La souffrance est sur notre route à tous. Elle nous donne deux rendez-vous : a) le combat contre le mal et contre ses causes (à chaque fois que c’est possible) ; b) la recherche d’un chemin de transfiguration de cette souffrance (lorsqu’elle est inéluctable).

L’amour divin est manifesté dans le Christ

Dieu est infiniment bon et toutes Ses œuvres sont bonnes. Cependant, personne n’échappe à l’expérience de la souffrance, des maux dans la nature – qui apparaissent comme liés aux limites des créatures – et surtout à la question du mal moral. D’où vient le mal ? « Je cherchais d’où vient le mal et je ne trouvais pas de solution », dit saint Augustin (Confessions. 7, 7, 11). Sa propre quête ne trouvera d’issue que dans sa conversion au Dieu vivant. Car le mystère de l’iniquité (2 Timothée 2, 7) ne s’éclaire qu’à la lumière du mystère de l’amour (cf. 1 Timothée 3, 16). La révélation de l’amour divin dans le Christ a manifesté, à la fois, l’étendue du mal et la surabondance de la grâce (cf. Romains 5, 20). Nous devons donc considérer la question de l’origine du mal en fixant le regard de notre foi sur Celui qui, seul, en est le vainqueur (cf.°Luc 11, 21-22 ; Jean 16, 11 ; 1 Jean 3, 8). (CEC 385).

La souffrance nous donne un double rendez-vous

Une prière de Marc-Aurèle est remplie de sagesse : « Seigneur, aide-moi à lutter contre les souffrances contre lesquelles je peux lutter, aide-moi à transformer les souffrances qui sont inéluctables et donne-moi la sagesse de faire la différence. » Cette prière est devenue la devise des Alcooliques Anonymes.

1°/ Se mobiliser de toutes ses forces contre le mal et la souffrance

Le premier rendez-vous consiste à s’armer de courage, à relever ses manches, à lutter contre tout ce qui opprime nos frères et tout ce qui nuit à notre santé ou à notre équilibre. C’est un rendez-vous de combat. On ne se résigne pas à la souffrance. On lutte contre ses causes. À travers l’histoire, l’homme a continuellement cherché la parade. Dès l’origine il fallait s’unir contre le froid, la faim, les attaques des animaux prédateurs, la cruauté entre tribus, etc. Et c’est ainsi que l'homme progresse et grandit. L’homme dépiste les dangers et comment les éviter, comment les contourner, comment guérir les blessures qu’ils provoquent. Alors il se passe quelque chose de fabuleux : l’homme se libère de son égoïsme et vient en aide au malheureux (Parabole du bon Samaritain).

☆ ☆ ☆ ☆ ☆ ☆ ☆

Consignes à suivre |
1. Indiquez les deux rendez-vous que la souffrance nous donne selon le texte sur la souffrance.
2. Poursuivez le texte sur la souffrance à partir de sa dernière phrase.

Entrées issues d'une source de données
☆ ☆ ☆ ☆ ☆ ☆ ☆

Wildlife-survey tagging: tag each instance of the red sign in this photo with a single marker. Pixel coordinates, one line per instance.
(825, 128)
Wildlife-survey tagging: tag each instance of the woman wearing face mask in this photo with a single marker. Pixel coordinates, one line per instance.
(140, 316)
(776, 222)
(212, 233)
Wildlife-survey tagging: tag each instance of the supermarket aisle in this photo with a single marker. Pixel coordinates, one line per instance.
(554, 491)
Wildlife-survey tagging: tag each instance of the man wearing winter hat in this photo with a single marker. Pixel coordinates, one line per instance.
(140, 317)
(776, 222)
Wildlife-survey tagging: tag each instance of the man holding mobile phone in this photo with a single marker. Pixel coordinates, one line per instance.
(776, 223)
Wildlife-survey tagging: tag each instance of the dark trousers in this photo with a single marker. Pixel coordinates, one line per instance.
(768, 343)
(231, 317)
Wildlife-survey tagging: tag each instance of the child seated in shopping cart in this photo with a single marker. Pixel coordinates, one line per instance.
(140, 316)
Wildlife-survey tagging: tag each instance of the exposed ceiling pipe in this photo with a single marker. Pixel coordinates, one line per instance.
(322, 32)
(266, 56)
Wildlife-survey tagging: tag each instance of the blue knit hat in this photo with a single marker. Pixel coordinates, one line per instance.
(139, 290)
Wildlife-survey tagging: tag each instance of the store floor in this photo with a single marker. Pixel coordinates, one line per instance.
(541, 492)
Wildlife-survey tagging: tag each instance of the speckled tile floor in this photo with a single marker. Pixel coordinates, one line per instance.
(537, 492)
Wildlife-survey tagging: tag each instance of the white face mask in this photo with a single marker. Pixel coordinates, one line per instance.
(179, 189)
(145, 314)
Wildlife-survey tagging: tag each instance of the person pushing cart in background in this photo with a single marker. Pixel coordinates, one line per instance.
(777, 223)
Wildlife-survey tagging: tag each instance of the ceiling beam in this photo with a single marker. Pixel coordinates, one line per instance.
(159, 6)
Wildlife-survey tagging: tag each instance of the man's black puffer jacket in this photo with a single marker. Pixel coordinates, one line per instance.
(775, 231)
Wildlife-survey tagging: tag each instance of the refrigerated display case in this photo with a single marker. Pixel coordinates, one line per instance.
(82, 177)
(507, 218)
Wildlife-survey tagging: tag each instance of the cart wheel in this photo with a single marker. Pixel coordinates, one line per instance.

☆ ☆ ☆ ☆ ☆ ☆ ☆

Réponses numérotées |
1. Le combat contre le mal et contre ses causes, et la recherche d'un chemin de transfiguration de cette souffrance lorsqu'elle est inéluctable.

2.
Accepter de changer son projet de voyage, se laisser déranger comme l’a fait le bon Samaritain, voilà ce qui grandit l’être humain.

2°/ Face à l’inéluctable, chercher, avec l'aide de Dieu, les chemins d’une métamorphose

Le deuxième rendez-vous est différent. Face à ce qui est inéluctable, comme la mort d’un enfant, l’infirmité, les catastrophes naturelles..., la souffrance peut être extrêmement vive. Mais nous pouvons apprendre à faire de cette souffrance le terreau d’une très belle plante. C’est ce qui a été vécu par un grand nombre de saints et de personnes que l’on appelle des « héros ». Henri Dunant a fondé la Croix-Rouge devant le spectacle horrible des grands blessés de 1870 sur le champ de bataille. Marthe Robin, parce qu’elle était quasiment aveugle et paralysée, a participé à la fondation de quatre-vingt centres de retraite spirituelle sur divers continents...
Mon ami Jacques Lebreton a perdu ses deux bras et ses deux yeux lors d’une offensive contre les nazis. Cet événement l’a conduit à décider de s’ouvrir aux plus blessés, d’une manière tout à fait exceptionnelle. Il donnait une centaine de conférences par an sur ce sujet. J’ai pu constater très souvent la valeur indiscutable de son témoignage. Personne n’aurait pu oser en vouloir à Dieu de ce qui lui était arrivé, lorsqu’on voyait une telle fécondité. C’est là un constat, c’est une expérience : bien des êtres laminés par l’épreuve ont découvert à travers cette souffrance une nouvelle manière de voir le monde. Cela les a acheminés vers un don de soi total.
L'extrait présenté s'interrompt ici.